Quote all of the data below exactly, please.

■ ■ ■ ■ ■ ■ ■

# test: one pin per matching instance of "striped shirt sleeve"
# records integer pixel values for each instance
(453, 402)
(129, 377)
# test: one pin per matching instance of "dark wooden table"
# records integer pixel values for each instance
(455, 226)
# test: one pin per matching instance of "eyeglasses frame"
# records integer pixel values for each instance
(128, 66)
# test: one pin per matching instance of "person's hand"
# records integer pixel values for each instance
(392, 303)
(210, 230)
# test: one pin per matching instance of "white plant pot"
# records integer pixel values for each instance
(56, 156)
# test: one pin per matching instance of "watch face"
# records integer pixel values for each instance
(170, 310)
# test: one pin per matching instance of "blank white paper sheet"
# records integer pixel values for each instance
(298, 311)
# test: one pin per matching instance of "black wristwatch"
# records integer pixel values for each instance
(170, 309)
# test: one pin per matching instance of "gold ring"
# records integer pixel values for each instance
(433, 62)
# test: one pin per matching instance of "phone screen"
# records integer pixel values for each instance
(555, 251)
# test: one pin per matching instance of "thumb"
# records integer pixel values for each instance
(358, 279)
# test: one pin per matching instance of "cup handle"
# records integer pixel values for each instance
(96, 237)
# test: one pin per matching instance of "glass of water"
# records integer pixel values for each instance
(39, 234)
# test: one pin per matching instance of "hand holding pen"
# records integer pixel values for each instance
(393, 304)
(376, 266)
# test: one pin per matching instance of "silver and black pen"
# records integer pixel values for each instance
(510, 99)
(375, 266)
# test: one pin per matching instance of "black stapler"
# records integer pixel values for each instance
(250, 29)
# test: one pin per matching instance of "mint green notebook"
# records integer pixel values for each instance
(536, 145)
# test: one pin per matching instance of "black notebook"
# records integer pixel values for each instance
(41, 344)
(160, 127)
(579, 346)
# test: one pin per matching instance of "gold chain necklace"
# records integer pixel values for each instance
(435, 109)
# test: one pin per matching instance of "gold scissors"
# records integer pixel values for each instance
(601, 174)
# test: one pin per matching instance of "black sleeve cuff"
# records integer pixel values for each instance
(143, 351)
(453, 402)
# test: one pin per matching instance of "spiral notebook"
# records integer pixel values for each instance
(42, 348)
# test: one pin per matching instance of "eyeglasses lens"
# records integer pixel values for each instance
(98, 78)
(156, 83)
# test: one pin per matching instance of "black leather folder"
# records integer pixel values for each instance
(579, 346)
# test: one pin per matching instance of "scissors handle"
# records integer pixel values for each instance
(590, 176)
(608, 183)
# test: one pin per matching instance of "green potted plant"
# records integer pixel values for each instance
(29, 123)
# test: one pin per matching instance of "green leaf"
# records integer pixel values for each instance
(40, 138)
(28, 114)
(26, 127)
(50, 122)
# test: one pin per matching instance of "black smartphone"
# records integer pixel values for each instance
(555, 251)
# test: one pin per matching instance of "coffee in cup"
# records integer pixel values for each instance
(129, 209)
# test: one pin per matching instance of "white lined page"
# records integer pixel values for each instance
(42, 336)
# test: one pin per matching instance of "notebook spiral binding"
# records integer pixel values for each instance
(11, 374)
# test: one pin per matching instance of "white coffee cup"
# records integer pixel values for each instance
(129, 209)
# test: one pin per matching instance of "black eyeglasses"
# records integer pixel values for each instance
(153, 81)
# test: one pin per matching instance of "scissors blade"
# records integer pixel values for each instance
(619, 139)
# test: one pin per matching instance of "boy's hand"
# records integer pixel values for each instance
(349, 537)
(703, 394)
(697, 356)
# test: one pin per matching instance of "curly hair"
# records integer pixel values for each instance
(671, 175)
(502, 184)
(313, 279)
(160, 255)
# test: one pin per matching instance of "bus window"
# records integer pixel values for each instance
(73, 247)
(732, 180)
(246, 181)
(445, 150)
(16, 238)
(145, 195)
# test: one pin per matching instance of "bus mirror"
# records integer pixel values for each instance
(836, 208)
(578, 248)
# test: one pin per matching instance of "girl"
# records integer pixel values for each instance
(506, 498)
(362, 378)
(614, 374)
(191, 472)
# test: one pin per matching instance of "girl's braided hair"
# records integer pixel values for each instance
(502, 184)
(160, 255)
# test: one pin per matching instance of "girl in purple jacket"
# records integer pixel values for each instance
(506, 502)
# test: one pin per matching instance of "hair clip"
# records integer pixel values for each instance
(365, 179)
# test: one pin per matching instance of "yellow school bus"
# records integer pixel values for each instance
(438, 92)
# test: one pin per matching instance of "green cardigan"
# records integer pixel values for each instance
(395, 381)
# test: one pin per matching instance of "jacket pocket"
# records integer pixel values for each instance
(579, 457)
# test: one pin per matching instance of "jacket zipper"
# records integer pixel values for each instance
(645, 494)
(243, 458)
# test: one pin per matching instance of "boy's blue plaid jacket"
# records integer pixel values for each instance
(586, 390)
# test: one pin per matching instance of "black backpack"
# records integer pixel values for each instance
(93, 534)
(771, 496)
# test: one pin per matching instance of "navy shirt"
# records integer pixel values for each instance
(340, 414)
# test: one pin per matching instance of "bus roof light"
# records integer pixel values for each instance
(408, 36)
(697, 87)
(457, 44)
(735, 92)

■ ■ ■ ■ ■ ■ ■

* Exercise result:
# test: one pin per matching instance of "striped shirt sleeve"
# records integer pixel values for each instance
(453, 402)
(129, 377)
# test: one pin per matching instance of "dark wooden table"
# records integer pixel values for each instance
(455, 226)
# test: one pin per matching instance of "eyeglasses frame"
# records integer pixel values for each instance
(128, 66)
# test: one pin per matching instance of "person's hand"
# records integer pixel values for each instance
(392, 303)
(210, 230)
# test: one pin per matching instance of "white plant pot"
# records integer pixel values for each instance
(56, 156)
# test: one pin per matching instance of "watch face"
# records integer pixel values for each instance
(170, 310)
# test: one pin per matching instance of "blank white paper sheet"
# records integer pixel values for each instance
(298, 311)
# test: one pin per matching instance of "black wristwatch"
# records integer pixel values for each instance
(170, 309)
# test: one pin per matching instance of "gold ring"
# records integer pixel values for each instance
(433, 62)
# test: one pin per matching instance of "phone screen"
# records integer pixel values for each instance
(555, 251)
# test: one pin per matching instance of "thumb"
# records integer pixel values for each instance
(358, 279)
# test: one pin per matching instance of "cup handle"
# records integer pixel values for each instance
(96, 237)
# test: one pin per matching instance of "glass of water"
# records integer pixel values for each instance
(39, 234)
# test: one pin per matching instance of "hand holding pen"
# records integer pixel values for each instance
(393, 304)
(376, 266)
# test: one pin per matching instance of "silver and black pen"
# records integer pixel values for each instance
(510, 99)
(375, 266)
# test: one pin per matching instance of "black stapler"
# records integer pixel values for each instance
(250, 29)
# test: one pin per matching instance of "mint green notebook"
# records integer pixel values for each instance
(536, 145)
# test: one pin per matching instance of "black notebook"
# records integer pixel values for each instance
(41, 344)
(160, 127)
(579, 346)
# test: one pin per matching instance of "gold chain necklace"
# records integer pixel values for each instance
(435, 109)
# test: one pin per matching instance of "gold scissors"
# records integer pixel values for each instance
(601, 174)
# test: one pin per matching instance of "black sleeve cuff"
# records integer pixel values for each instance
(143, 351)
(453, 402)
# test: one pin per matching instance of "spiral notebook"
# records integer pixel values for each instance
(42, 348)
# test: one pin per matching instance of "eyeglasses lens"
# records integer pixel values for each instance
(98, 78)
(156, 83)
# test: one pin per matching instance of "black leather folder"
# records integer pixel values for each instance
(579, 346)
# test: one pin per matching instance of "scissors handle"
# records integer pixel values for each instance
(590, 176)
(608, 183)
# test: one pin per matching instance of "green potted plant"
# records integer pixel values for each instance
(29, 123)
# test: one pin per matching instance of "green leaf"
# records integer pixel values for each instance
(40, 138)
(28, 114)
(26, 127)
(50, 122)
# test: one pin per matching instance of "black smartphone"
# records integer pixel values for each instance
(555, 251)
# test: one pin per matching instance of "coffee in cup"
# records integer pixel values for each instance
(129, 209)
# test: one pin per matching instance of "white lined page"
# records integer pixel values for each instance
(42, 336)
# test: one pin per matching instance of "notebook spiral binding"
# records integer pixel values for each instance
(11, 374)
# test: one pin per matching instance of "white coffee cup"
# records integer pixel values for each instance
(129, 209)
# test: one pin per matching instance of "black eyeglasses"
# records integer pixel values for each instance
(153, 81)
# test: one pin per matching instance of "scissors blade"
# records integer pixel values for each instance
(619, 139)
# test: one pin per matching instance of "boy's hand"
# records integer pixel values for each instance
(349, 537)
(703, 394)
(697, 356)
# test: one pin per matching instance of "curly hair"
# records integer pixel values for each instance
(671, 175)
(502, 184)
(313, 279)
(160, 255)
# test: one pin per matching instance of "bus window"
# records integer pixel values for each instance
(73, 247)
(732, 180)
(246, 181)
(445, 150)
(16, 238)
(145, 195)
# test: one pin per matching instance of "bus mirror"
# records integer pixel values for each instance
(836, 208)
(578, 248)
# test: one pin per matching instance of "girl"
# records integer pixel values for each instance
(506, 498)
(362, 378)
(614, 374)
(191, 472)
# test: one pin per matching instance of "girl's braided hair"
# records integer pixel values for each instance
(502, 184)
(160, 255)
# test: one pin per matching instance of "girl in purple jacket"
# records integer pixel values for each instance
(506, 502)
# test: one pin per matching instance of "hair clip"
# records integer pixel values for each instance
(365, 179)
# test: one pin per matching instance of "yellow school bus"
# records integer pixel values for each instance
(438, 92)
# test: one pin per matching instance of "green cardigan"
# records integer pixel values for each instance
(395, 381)
# test: one pin per matching instance of "jacket pocket"
# records integer pixel values for each instance
(579, 457)
# test: one pin per matching instance of "jacket zipper"
# records integer pixel values for each instance
(645, 494)
(243, 458)
# test: one pin per matching instance of "boy's blue plaid jacket"
# records integer pixel values for each instance
(586, 390)
# test: one pin per matching instance of "black backpack"
# records integer pixel values for each instance
(93, 534)
(771, 496)
# test: one pin per matching instance of "navy shirt"
# records integer pixel values for each instance
(340, 414)
# test: one pin per matching instance of "bus roof light"
# records integer pixel values for each instance
(408, 36)
(697, 87)
(457, 44)
(735, 92)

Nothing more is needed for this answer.